##### Data to process

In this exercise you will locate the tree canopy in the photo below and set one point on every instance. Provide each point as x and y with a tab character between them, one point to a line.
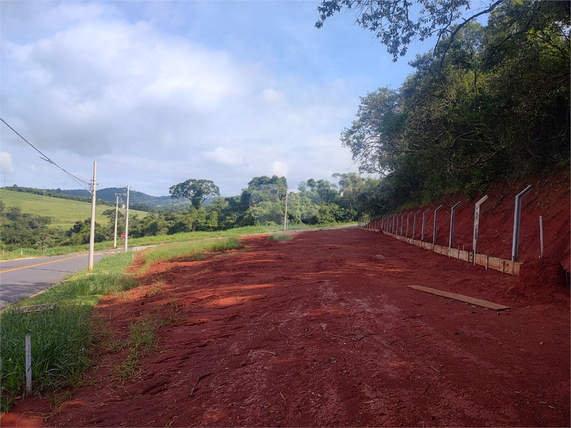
496	105
397	23
197	191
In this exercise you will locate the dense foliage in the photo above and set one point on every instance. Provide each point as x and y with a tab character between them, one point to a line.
495	106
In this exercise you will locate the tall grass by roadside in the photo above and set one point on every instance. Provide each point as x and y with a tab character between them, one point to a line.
280	237
238	232
193	250
62	337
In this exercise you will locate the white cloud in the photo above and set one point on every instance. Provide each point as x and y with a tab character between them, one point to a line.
279	169
156	107
224	156
6	163
272	96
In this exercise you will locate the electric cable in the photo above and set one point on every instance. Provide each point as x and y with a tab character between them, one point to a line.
47	159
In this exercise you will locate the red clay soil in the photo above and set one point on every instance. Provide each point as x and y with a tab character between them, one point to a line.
323	331
549	198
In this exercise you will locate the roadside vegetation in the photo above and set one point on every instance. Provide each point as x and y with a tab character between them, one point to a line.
280	237
259	209
64	333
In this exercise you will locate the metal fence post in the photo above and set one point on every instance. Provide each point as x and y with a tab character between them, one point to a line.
423	223
414	225
407	222
517	220
435	224
540	237
477	225
452	214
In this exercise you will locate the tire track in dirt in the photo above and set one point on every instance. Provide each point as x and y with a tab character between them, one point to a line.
319	331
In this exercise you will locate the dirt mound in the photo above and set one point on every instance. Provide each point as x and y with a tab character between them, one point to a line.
541	278
324	331
549	198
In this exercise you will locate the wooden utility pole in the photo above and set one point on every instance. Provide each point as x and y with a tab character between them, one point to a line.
116	214
92	234
285	215
127	221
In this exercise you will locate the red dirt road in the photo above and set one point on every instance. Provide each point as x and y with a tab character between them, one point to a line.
323	331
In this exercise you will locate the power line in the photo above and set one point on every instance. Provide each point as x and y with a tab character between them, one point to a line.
47	159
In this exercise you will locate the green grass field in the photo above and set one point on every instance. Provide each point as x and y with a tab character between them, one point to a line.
64	212
66	339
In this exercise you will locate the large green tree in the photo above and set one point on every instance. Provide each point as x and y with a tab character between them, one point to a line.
197	191
397	23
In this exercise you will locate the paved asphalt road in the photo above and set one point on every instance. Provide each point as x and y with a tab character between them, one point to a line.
24	277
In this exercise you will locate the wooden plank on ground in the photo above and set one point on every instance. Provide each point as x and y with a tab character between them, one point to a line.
461	298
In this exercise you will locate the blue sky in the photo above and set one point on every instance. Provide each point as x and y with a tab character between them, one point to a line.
158	92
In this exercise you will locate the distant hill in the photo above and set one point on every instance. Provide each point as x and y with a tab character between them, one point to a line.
137	200
64	212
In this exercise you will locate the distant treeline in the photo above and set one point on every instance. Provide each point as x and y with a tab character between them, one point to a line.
263	202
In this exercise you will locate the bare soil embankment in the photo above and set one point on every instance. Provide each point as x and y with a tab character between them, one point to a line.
324	331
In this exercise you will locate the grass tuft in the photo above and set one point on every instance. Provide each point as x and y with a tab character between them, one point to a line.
280	237
187	251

##########

◆ **The task**: Can you convert all of the data above into a JSON list of strings, one string per line, skipping blank lines and leaving out the pictures?

◆ **Worked solution**:
[
  "In this exercise you will locate the tree canopy in the photo below and set one point on every instance. Provide each point as x and y with a tab character between them, one point to a line.",
  "496\t105",
  "397\t23",
  "197\t191",
  "In this exercise you will locate the dense foliage in the photo above and set one point on every instance. Provide each point as x and y with a tab character between them, one point to a line.",
  "495\t106",
  "In this exercise you will locate the tall grass by roadside in the photo above and set one point on every instance. Provide each point as x and y with a tab character between them, one point to a line.",
  "280\t237",
  "238\t232",
  "193\t250",
  "62\t337",
  "In this exercise you will locate the white cloud in the photo above and set one point on every instance. Provide each point as x and y with a tab character between them, one point to a line.",
  "279\t169",
  "156\t107",
  "224\t156",
  "6\t163",
  "272\t96",
  "In this exercise you will locate the electric cable in the photo above and set one point on every instance. Provide each point as x and y with a tab character between them, one point to a line.",
  "47\t159",
  "In this exercise you will locate the red clay soil in the photo above and set one point on every instance. Provide each point as x and y with a tab character between them, one point to a line.",
  "323\t331",
  "549\t198",
  "In this exercise you will locate the roadside vegetation in the photo above and set one point on every instance. Provide each point as x and y with a tab character between them, one point to a line.",
  "280\t237",
  "259\t209",
  "64\t333",
  "In this exercise you will locate the metal fence post in the photo above and set one point on every instance. Provide each point as x and y with a tab character between them, one point to a line.",
  "423\t223",
  "414\t225",
  "407\t222",
  "517\t220",
  "435\t224",
  "540\t237",
  "477\t225",
  "452\t214",
  "In this exercise you will locate the tire track in dirt in the photo above and set one point on every instance. Provide each point as x and y with a tab character between them, one point to a line.",
  "319\t331",
  "In this exercise you will locate the dirt mound in the photo above and set one point on every instance. Provide each point as x and y with a tab character between them, one point to a line.",
  "541\t278",
  "324\t331",
  "549\t198",
  "In this exercise you will locate the wooden utility pole in the photo above and set one point on every instance. Provide each point as x and y with a tab character between them, one point to a line.",
  "116\t214",
  "92\t234",
  "285\t215",
  "127\t221",
  "In this exercise you will locate the red dirt road in the photo above and set one point on every instance. Provide each point as x and y with a tab character between them, one point to a line.",
  "323\t331",
  "In this exercise you will locate the power line in the photo above and set one point on every instance. Provide each point as x and y with a tab character between them, one point to a line.",
  "47\t159",
  "In this exercise you will locate the green grass field in the photo above and set one point on every instance. Provide each point as x and y with a tab character between them, one point to a line.",
  "64\t212",
  "66\t339",
  "In this exercise you will locate the large green tree in the photo above and set one point on every instance. Provide each point as x and y with a tab character between them, one point to a line.",
  "197\t191",
  "397\t23",
  "In this exercise you will locate the paved asphalt road in the photo above and set one point on every instance. Provide each point as x and y with a tab character between them, one point to a line.",
  "24\t277",
  "In this exercise you will locate the wooden plank on ground in the photo above and set one point on every instance. Provide each point as x and y with a tab character between them, one point to a line.",
  "461\t298",
  "In this exercise you will locate the blue sky in the photo above and set one point on every instance. Provide each point as x and y with a tab character between them, one point to a line.",
  "158\t92",
  "In this exercise you will locate the distant hill in the photo above and set one point on every instance. Provide each point as x and y with a tab character between them, one point to a line.",
  "137\t200",
  "64\t212",
  "In this exercise you will locate the distant treeline in the photo above and set one point on every instance. Provide each point as x and y with a tab character between them, one point to a line.",
  "263\t202",
  "In this exercise you will locate the bare soil embankment in the photo above and set one point on every instance. Provide each point as x and y with a tab character between them, one point to a line.",
  "324\t331",
  "In this exercise you will locate the grass tuft in the photo above and set one point on every instance. Provide each point as x and y with a tab character between them, one point to a line.",
  "280\t237",
  "187\t251"
]